:: Input data ::
• • •

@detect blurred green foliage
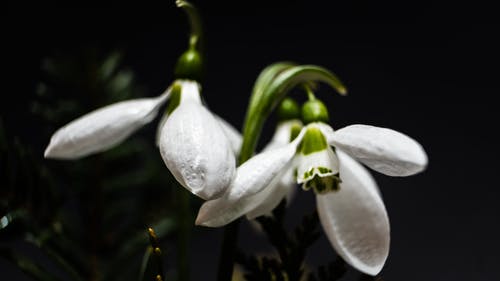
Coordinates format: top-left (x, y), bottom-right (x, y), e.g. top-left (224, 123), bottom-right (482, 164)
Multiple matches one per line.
top-left (0, 48), bottom-right (192, 281)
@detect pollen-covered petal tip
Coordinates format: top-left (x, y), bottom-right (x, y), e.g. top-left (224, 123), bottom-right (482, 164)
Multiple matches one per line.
top-left (316, 150), bottom-right (390, 275)
top-left (159, 102), bottom-right (236, 200)
top-left (44, 90), bottom-right (169, 159)
top-left (330, 125), bottom-right (427, 176)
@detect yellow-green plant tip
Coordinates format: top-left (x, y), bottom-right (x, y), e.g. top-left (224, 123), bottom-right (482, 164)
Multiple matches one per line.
top-left (174, 48), bottom-right (203, 82)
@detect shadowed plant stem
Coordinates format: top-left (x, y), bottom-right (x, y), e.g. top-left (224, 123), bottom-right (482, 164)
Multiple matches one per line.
top-left (176, 186), bottom-right (193, 281)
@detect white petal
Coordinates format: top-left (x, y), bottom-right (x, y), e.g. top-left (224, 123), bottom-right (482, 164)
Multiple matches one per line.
top-left (160, 102), bottom-right (236, 200)
top-left (263, 119), bottom-right (302, 151)
top-left (311, 122), bottom-right (335, 144)
top-left (196, 165), bottom-right (286, 227)
top-left (155, 112), bottom-right (169, 147)
top-left (214, 114), bottom-right (243, 156)
top-left (330, 125), bottom-right (427, 176)
top-left (247, 164), bottom-right (297, 220)
top-left (316, 150), bottom-right (390, 275)
top-left (44, 88), bottom-right (170, 159)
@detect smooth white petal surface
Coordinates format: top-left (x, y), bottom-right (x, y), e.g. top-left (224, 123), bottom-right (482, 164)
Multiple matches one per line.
top-left (214, 114), bottom-right (243, 156)
top-left (159, 82), bottom-right (236, 200)
top-left (313, 122), bottom-right (335, 144)
top-left (330, 125), bottom-right (427, 176)
top-left (247, 165), bottom-right (297, 220)
top-left (196, 130), bottom-right (304, 227)
top-left (316, 150), bottom-right (390, 275)
top-left (195, 164), bottom-right (286, 227)
top-left (44, 89), bottom-right (170, 159)
top-left (297, 147), bottom-right (339, 184)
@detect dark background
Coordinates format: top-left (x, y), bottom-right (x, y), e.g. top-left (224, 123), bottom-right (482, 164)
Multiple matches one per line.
top-left (0, 1), bottom-right (500, 281)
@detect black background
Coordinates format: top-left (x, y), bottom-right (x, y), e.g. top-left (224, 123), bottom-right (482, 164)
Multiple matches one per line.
top-left (0, 1), bottom-right (500, 280)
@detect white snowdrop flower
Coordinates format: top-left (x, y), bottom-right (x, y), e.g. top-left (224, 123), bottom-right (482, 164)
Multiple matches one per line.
top-left (196, 97), bottom-right (427, 275)
top-left (45, 80), bottom-right (241, 199)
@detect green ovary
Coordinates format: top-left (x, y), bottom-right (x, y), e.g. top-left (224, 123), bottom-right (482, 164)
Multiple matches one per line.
top-left (302, 167), bottom-right (342, 194)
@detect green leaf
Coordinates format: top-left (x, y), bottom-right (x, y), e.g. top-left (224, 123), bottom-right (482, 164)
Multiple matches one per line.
top-left (240, 62), bottom-right (295, 164)
top-left (240, 63), bottom-right (347, 163)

• • •

:: The exercise ::
Repeat word for word the rows from the one containing "shadowed plant stem" down to the one containing "top-left (176, 186), bottom-right (193, 281)", both of those included.

:: Task response ::
@detect shadowed plant stem
Coordinates format: top-left (x, y), bottom-right (x, y), e.g. top-left (224, 123), bottom-right (482, 164)
Multiple matches one per line.
top-left (176, 186), bottom-right (193, 281)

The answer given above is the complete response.